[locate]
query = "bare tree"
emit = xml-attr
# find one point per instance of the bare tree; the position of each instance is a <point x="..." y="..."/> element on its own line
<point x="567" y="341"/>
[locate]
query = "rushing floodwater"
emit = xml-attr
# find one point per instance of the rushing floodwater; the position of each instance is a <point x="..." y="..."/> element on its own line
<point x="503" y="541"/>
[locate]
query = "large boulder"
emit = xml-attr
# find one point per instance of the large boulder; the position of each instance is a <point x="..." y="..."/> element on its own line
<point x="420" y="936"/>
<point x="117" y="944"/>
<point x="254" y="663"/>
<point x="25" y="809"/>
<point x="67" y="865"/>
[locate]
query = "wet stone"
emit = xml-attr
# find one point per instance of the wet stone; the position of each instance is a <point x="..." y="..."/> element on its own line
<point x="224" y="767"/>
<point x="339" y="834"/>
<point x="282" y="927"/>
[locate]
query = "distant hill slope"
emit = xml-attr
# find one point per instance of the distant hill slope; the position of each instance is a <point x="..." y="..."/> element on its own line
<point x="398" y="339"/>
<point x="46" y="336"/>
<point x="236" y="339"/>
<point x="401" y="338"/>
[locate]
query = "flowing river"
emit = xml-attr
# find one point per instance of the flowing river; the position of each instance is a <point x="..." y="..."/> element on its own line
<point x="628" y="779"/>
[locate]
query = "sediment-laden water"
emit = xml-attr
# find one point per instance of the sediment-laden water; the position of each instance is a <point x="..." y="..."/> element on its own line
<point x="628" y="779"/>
***
Problem details
Copy every one of the entries above, word for word.

Final result
[locate]
query = "bare tree"
emit = xml-attr
# find one point per instance of the bare tree; the position of each instance is a <point x="..." y="..."/> element on its own line
<point x="567" y="341"/>
[locate]
query = "rushing floodwater"
emit = xml-attr
# find one point per instance of the rushing floodwater; the position of each instance is a <point x="..." y="..."/> element on its own line
<point x="503" y="541"/>
[locate]
query = "large boulder"
emit = xml-attr
# find one point per instance of the large boulder; the position of each instance is a <point x="..." y="..."/> element on its own line
<point x="420" y="936"/>
<point x="117" y="944"/>
<point x="254" y="663"/>
<point x="25" y="809"/>
<point x="67" y="865"/>
[locate]
query = "wet stone"
emit = xml-attr
# find one point per instance of the wet stone; the position of each instance is a <point x="..." y="..."/> element on its own line
<point x="224" y="767"/>
<point x="339" y="834"/>
<point x="282" y="927"/>
[locate]
query = "distant hill slope"
emit = xml-attr
# find one point per instance of the distant hill slope; the position of each instance is a <point x="..." y="..."/> element on its own line
<point x="398" y="339"/>
<point x="46" y="336"/>
<point x="236" y="339"/>
<point x="401" y="338"/>
[locate]
query = "flowing river"
emit = xml-attr
# find one point per instance of the flowing river; the position of each instance is a <point x="..." y="..."/> element on its own line
<point x="628" y="779"/>
[locate]
query = "sediment-laden water"
emit = xml-attr
# find one point per instance of the sediment-laden water; the position of each instance is a <point x="..." y="..."/> element on its own line
<point x="628" y="779"/>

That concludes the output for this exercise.